§ **What is needed**
Rewrite the lines starting with the line containing "Tag the eucalyptus" and going on through the line containing "TARGET: eucalyptus tree", swapping "eucalyptus tree" for "gum tree" and leaving everything else unchanged.

(Stored records)
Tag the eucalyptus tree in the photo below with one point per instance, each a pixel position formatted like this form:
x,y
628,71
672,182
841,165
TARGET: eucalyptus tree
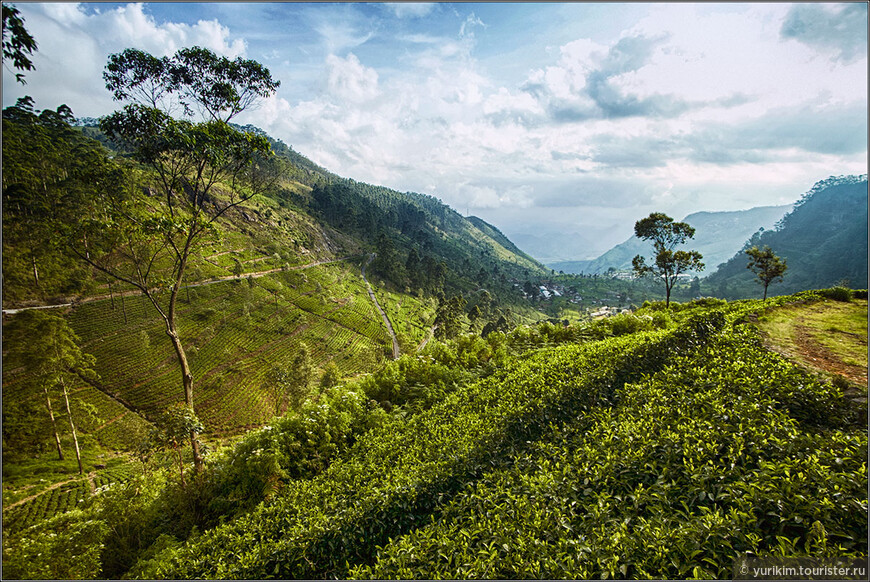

==

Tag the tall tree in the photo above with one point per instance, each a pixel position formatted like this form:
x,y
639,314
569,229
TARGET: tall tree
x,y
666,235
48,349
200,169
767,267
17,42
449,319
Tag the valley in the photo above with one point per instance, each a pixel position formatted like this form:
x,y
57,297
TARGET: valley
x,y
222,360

§ **Worked solution**
Tag the gum tree in the photo below with one point per instance, each a pixel position formatted like this form:
x,y
628,71
672,182
841,165
TARGET: gum tree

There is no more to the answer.